- [Exercise prompt]:
For each line of the data below, copy it if it holds the word "query".

- [Supplied data]:

--- START ---

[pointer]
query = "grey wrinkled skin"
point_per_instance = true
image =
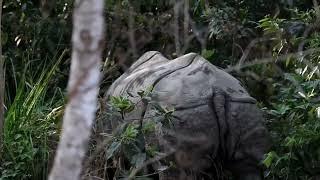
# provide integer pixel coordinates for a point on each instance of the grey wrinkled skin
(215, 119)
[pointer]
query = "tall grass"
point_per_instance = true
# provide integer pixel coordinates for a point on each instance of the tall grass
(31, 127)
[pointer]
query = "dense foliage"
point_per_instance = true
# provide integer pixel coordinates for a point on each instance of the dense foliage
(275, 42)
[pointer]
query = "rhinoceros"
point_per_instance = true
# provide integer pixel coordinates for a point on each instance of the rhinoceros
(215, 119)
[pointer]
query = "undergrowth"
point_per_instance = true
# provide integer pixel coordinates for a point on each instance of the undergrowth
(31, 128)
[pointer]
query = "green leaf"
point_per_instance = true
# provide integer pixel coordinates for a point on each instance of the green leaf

--- END ---
--- START ---

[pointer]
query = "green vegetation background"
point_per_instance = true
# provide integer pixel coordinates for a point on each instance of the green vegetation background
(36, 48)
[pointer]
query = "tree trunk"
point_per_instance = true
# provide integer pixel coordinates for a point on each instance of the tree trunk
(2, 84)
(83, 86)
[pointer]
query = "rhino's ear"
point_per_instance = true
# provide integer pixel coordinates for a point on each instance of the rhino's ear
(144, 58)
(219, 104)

--- END ---
--- START ---

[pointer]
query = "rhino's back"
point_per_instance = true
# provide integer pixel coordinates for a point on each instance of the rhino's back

--- END ---

- [Task answer]:
query = "grey wrinkled skin"
query = "tall grass"
query = "dense foliage"
query = "rhinoceros"
query = "undergrowth"
query = "green leaf"
query = "green vegetation background"
query = "tree trunk"
query = "rhino's ear"
query = "rhino's back"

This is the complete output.